→ **Goal**
Retype the forum post on detecting frequencies word for word, from "What I am trying" to "matched the sequence.".

START Passage provided

Detecting linear interpolation of two frequnecies on embedded system

I am trying to recognise a sequence of audio frames on an embedded system - an audio frame being a frequency or interpolation of two frequencies for a variable amount of time. I know the sounds I am trying to recognise (i.e. the start and end frequencies which are being linearly interpolated and the duration of each audio frame), but they are produced by a another embedded system so the microphone and speaker are cheap and somewhat inaccurate. The output is a square wave. Any suggestions how to go about doing this?
What I am trying to do now is to use FFT to get the magnitude of all frequencies, detect the peaks, look at the detection duration/2 ms ago and check if that somewhat matches an audio frame, and finally just checking if any sound I am looking for matched the sequence.
So far I used the FFT to process the microphone input - after applying a Hann window - and then assigning each frequency bin a coefficient that it's a peak based on how many standard deviations is away from the mean. This hasn't worked great since it thought there are peaks when it was silence in the room. Any ideas on how to more accurately detect the peaks? Also I think there are a lot of harmonics because of the square wave / interpolation? Can I do harmonic product spectrum if the peaks don't really line up at double the frequency?

END Passage provided
START Listed entries

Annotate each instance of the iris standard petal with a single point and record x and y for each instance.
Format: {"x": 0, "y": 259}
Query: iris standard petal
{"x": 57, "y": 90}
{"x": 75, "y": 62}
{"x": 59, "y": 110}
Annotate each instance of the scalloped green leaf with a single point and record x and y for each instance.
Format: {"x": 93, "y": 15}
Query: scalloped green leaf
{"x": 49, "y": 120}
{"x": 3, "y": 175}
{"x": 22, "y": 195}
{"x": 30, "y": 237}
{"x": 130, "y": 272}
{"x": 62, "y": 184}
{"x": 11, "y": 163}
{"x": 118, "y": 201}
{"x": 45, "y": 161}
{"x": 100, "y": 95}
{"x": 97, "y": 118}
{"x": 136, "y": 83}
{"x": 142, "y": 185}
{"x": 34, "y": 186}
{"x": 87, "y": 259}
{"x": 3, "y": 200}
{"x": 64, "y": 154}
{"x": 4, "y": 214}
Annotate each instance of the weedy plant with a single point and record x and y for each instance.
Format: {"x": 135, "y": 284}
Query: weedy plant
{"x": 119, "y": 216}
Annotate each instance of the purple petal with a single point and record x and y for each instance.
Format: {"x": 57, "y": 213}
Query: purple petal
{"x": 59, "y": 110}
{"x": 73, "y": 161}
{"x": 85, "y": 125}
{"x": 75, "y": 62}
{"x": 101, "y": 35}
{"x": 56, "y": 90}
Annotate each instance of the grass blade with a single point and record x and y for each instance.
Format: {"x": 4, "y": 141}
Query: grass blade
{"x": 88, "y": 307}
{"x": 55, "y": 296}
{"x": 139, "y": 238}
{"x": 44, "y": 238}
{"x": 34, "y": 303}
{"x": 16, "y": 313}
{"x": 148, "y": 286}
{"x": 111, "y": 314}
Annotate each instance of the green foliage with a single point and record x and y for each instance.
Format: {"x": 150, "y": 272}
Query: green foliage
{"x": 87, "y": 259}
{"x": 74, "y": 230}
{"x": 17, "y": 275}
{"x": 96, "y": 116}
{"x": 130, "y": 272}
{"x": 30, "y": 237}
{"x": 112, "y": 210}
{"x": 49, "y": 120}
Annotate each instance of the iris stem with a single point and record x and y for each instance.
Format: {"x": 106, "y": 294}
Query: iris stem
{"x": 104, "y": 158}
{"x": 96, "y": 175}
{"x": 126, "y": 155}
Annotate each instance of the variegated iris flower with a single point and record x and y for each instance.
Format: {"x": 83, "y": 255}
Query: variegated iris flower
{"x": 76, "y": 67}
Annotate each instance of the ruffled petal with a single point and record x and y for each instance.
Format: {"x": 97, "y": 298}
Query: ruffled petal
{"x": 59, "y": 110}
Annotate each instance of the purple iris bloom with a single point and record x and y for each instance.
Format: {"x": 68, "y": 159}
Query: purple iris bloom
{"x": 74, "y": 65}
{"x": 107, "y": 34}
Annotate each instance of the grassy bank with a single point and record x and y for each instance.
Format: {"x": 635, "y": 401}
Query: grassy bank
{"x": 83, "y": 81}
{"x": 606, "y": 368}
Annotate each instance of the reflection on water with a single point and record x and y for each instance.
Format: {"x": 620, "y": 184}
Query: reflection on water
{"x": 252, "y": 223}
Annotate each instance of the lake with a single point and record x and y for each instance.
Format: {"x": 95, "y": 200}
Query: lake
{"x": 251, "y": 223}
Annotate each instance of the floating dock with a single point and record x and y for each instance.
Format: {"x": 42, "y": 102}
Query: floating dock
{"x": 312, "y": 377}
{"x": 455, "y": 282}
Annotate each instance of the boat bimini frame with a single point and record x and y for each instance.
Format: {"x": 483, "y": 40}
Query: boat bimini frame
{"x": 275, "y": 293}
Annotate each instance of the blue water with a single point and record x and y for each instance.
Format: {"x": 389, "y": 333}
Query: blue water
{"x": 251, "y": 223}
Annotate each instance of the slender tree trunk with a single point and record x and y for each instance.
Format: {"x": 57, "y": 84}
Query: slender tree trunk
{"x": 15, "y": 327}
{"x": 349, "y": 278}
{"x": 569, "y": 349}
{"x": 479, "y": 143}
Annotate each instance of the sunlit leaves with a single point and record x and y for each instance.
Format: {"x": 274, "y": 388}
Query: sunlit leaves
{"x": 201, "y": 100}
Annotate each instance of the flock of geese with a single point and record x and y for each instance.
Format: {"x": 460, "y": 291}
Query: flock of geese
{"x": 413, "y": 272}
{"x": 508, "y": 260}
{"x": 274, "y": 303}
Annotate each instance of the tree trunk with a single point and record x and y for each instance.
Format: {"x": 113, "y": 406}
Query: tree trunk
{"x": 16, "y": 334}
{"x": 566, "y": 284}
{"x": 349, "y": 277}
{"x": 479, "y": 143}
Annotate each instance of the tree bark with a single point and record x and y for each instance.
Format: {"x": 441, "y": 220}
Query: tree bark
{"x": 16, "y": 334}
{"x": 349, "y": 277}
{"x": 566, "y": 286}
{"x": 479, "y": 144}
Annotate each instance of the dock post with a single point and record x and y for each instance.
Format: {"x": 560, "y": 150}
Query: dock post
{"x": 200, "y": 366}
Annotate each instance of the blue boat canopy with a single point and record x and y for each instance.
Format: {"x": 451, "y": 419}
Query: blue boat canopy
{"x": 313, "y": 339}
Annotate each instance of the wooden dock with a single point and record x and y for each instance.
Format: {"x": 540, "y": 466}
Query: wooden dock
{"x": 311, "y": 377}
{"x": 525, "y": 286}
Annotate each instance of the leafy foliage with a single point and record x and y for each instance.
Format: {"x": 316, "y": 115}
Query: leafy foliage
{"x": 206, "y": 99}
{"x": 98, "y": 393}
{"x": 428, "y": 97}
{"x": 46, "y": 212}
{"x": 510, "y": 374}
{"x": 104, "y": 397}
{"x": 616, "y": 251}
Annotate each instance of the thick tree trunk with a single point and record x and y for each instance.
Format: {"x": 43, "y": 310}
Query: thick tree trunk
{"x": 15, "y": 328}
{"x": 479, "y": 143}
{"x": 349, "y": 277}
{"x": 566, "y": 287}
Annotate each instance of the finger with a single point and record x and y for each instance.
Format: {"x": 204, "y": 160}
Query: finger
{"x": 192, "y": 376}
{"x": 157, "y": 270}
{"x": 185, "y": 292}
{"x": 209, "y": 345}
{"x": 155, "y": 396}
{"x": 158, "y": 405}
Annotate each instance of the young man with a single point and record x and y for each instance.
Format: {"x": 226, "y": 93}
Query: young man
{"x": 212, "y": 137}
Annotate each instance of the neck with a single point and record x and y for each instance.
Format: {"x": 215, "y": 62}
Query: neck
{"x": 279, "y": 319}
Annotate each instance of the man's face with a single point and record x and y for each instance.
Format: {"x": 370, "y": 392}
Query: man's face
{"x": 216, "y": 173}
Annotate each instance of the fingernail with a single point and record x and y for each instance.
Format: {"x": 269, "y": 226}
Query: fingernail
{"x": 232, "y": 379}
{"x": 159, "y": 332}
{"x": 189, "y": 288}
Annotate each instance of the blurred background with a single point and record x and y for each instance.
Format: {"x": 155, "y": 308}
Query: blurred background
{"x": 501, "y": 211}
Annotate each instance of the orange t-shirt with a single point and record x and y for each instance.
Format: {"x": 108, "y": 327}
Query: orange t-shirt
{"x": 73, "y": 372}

END Listed entries

→ **Exercise answer**
What I am trying to do now is to use FFT to get the magnitude of all frequencies, detect the peaks, look at the detection duration/2 ms ago and check if that somewhat matches an audio frame, and finally just checking if any sound I am looking for matched the sequence.